◆ GIVEN DATA
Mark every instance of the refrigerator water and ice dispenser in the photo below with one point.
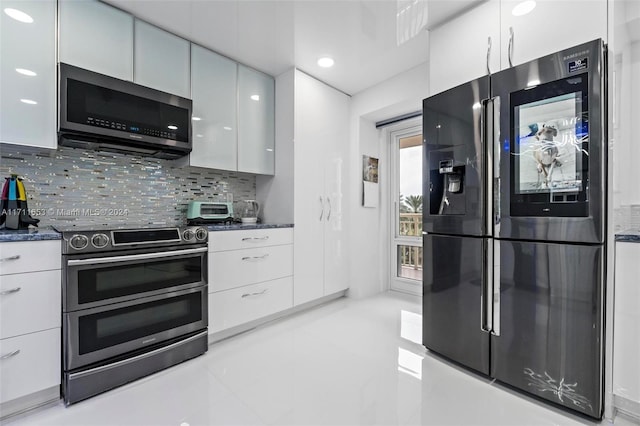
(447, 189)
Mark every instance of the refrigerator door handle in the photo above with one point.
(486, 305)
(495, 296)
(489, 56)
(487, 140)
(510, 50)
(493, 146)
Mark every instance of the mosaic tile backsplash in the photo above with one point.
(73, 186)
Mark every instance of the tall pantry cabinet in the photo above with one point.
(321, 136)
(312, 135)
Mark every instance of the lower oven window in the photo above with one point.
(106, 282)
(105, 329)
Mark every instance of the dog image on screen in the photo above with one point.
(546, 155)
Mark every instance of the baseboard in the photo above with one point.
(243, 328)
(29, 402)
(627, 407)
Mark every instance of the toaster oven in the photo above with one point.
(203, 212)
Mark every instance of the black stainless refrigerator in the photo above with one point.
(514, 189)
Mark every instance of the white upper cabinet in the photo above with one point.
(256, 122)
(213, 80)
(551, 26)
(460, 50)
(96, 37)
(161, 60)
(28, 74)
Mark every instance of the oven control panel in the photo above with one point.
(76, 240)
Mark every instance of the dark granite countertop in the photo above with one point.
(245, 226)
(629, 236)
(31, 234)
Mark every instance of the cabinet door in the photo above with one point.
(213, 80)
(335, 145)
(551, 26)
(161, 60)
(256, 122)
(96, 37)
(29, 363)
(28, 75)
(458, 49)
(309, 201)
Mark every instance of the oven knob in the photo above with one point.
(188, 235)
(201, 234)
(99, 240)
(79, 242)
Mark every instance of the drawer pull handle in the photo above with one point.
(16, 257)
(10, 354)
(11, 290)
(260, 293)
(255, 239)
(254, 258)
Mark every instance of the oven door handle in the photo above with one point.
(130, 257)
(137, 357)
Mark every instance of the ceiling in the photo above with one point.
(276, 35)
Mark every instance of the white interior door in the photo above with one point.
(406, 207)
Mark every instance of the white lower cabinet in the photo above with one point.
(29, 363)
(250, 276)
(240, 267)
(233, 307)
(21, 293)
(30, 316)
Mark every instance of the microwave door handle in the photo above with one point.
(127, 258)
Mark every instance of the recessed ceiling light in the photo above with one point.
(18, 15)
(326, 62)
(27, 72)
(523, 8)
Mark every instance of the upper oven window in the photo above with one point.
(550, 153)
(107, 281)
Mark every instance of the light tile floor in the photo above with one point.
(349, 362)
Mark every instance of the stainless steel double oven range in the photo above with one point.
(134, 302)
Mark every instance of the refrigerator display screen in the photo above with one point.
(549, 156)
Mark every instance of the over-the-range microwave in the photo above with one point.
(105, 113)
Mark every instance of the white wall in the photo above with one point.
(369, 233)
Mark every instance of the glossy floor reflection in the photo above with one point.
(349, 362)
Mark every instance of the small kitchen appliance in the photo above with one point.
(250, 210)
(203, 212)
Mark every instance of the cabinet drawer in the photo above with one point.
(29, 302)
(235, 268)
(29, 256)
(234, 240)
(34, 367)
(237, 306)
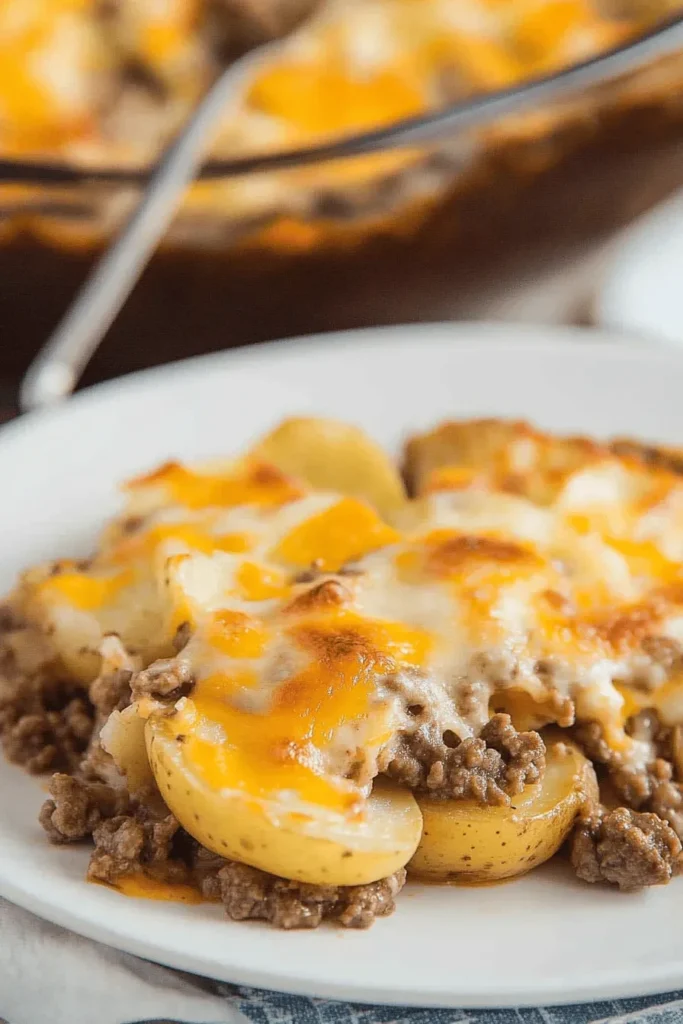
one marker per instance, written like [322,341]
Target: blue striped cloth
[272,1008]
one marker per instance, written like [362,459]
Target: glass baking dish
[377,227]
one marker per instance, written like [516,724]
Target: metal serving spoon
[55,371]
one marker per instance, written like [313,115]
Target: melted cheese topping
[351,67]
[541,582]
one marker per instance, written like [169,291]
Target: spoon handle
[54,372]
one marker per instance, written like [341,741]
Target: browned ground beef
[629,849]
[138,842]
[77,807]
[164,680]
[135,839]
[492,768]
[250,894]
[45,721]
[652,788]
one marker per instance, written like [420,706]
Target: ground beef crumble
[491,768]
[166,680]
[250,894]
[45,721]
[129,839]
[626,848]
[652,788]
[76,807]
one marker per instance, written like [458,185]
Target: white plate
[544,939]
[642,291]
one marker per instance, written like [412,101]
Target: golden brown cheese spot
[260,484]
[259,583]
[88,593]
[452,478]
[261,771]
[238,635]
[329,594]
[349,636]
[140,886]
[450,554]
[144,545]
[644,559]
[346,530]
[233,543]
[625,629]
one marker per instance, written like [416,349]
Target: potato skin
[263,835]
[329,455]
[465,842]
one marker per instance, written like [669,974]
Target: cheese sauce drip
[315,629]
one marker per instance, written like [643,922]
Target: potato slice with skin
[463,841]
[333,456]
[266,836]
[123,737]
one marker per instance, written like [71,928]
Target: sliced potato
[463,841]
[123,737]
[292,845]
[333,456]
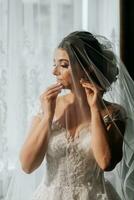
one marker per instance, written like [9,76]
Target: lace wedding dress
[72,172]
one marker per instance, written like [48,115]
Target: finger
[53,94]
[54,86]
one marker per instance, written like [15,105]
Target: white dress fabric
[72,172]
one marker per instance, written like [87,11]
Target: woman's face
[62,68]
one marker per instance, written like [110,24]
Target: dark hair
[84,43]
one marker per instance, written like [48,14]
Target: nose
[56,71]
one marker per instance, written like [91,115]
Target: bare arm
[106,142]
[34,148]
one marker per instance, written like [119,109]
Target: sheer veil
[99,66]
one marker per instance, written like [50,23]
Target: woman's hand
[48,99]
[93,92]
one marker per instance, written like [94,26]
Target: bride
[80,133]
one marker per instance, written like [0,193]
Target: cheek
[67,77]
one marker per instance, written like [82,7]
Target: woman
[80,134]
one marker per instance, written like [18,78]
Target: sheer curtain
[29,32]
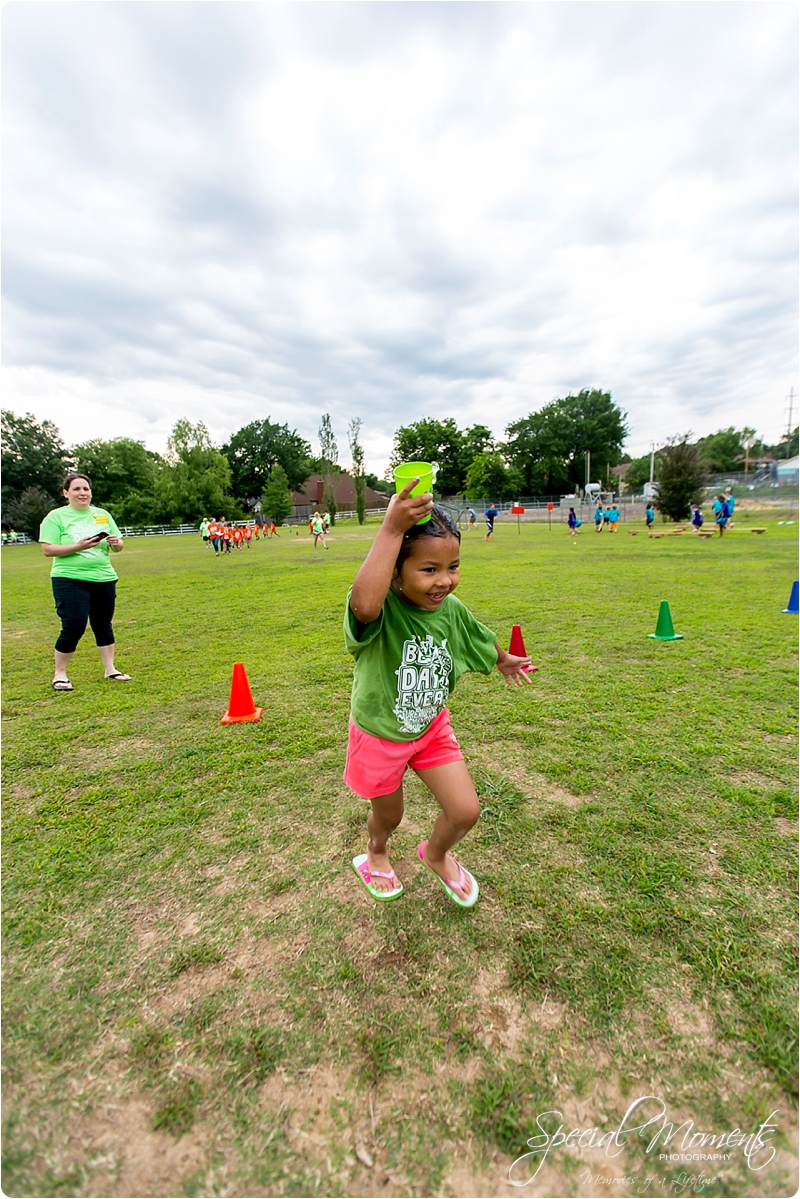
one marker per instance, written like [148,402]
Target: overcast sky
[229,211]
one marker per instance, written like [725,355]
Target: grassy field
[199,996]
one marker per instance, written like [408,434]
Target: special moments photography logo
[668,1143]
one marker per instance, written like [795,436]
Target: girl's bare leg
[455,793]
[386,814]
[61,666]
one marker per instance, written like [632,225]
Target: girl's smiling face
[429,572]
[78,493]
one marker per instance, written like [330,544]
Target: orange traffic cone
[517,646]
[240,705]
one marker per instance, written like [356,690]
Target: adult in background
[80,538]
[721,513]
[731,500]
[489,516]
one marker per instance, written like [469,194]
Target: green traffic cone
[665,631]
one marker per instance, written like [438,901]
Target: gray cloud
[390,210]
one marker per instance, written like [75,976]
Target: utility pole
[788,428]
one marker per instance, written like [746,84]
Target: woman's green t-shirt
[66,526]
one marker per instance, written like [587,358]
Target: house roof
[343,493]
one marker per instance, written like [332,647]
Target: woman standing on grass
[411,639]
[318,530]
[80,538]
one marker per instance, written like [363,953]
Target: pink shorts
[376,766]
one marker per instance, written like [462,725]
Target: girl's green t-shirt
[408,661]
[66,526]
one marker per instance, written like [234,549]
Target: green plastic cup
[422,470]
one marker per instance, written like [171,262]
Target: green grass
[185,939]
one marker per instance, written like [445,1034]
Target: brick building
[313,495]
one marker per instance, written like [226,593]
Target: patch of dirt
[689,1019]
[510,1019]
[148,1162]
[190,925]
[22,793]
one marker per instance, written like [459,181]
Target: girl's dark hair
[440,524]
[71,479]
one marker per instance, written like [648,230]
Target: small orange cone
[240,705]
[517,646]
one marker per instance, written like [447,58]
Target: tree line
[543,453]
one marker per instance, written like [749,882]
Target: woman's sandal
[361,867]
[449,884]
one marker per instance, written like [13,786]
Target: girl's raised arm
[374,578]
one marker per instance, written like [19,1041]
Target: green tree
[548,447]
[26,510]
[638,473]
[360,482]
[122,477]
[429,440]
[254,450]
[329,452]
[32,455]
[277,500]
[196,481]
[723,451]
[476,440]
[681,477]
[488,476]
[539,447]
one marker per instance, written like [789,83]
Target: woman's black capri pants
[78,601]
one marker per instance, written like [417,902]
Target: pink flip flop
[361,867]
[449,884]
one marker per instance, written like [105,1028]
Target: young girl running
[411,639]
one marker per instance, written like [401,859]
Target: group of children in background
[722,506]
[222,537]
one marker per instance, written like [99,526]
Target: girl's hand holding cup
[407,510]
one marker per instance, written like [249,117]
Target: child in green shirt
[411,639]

◆ GIVEN INSTRUCTION
Please rewrite the lines from the line with "one marker per instance, written like [99,526]" up to and including the final line, changing "cup" to "mug" and keeping everything else the same.

◆ TASK OUTPUT
one marker per instance, written like [99,526]
Target: girl's hand holding mug
[407,510]
one marker per instance, written like [249,117]
Target: child in green shirt
[411,639]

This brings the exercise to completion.